*List of tasks*
1: From the post on crowdsourcing audio transcription, quote the passage that begins at the words "Some years ago" and ends after the words "I was impressed.".
2: In the post on crowdsourcing audio transcription, which Amazon.com service did the writer use to crowdsource the transcription work?

— BEGIN Text excerpt —

Crowdsourcing the pain of transcribing audio

The trouble with recording interviews is that you have to transcribe them. So after one of my forays to New Haven last week, where I interviewed people in connection with a book I’m working on about community news sites, I had a ton of audio and the unpleasant task of translating it all to text.

I decided to crowdsource the task through an Amazon.com service called Mechanical Turk. More about that in a moment. But first I want to explain my reluctance to try it.

I think the results are better when I do it myself. I have to listen carefully, which helps me seal the best stuff inside my leaky brain. I know what we were taking about, which means that I’m not flummoxed by names and unusual phrases, as any transcriber would be. And because I have an idea of how I’ll use the material, I can decide on the spot what to transcribe verbatim, what to paraphrase and what to leave out altogether. So I knew I could potentially be giving up a lot by turning the task over to others.

Some years ago I used a transcription service near Harvard Square when time was of the essence and when, most important, someone else was paying the bill. This time, faced with many hours of work, I decided to take advice given me last fall by Zach Seward and try MTurk. Seward, then with the Nieman Journalism Lab, told me that lab director Joshua Benton had used it to transcribe this talk by New York University’s Clay Shirky. I was impressed.

— END Text excerpt —
— BEGIN Data section —

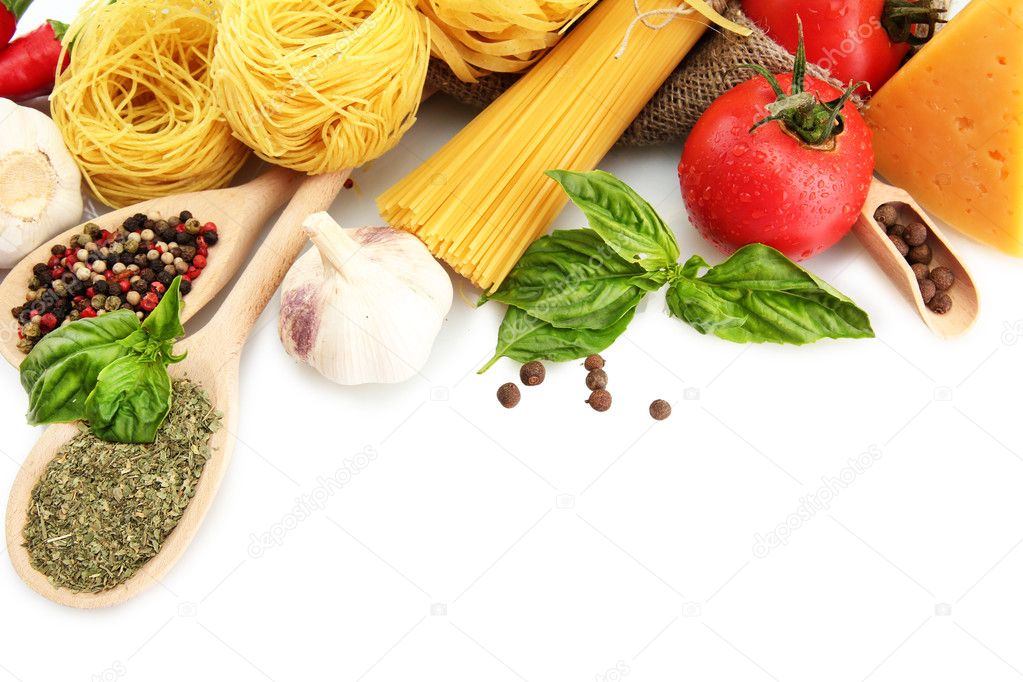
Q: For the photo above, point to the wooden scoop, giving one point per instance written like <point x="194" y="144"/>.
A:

— END Data section —

*Answer set*
1:
Some years ago I used a transcription service near Harvard Square when time was of the essence and when, most important, someone else was paying the bill. This time, faced with many hours of work, I decided to take advice given me last fall by Zach Seward and try MTurk. Seward, then with the Nieman Journalism Lab, told me that lab director Joshua Benton had used it to transcribe this talk by New York University’s Clay Shirky. I was impressed.

2: Mechanical Turk.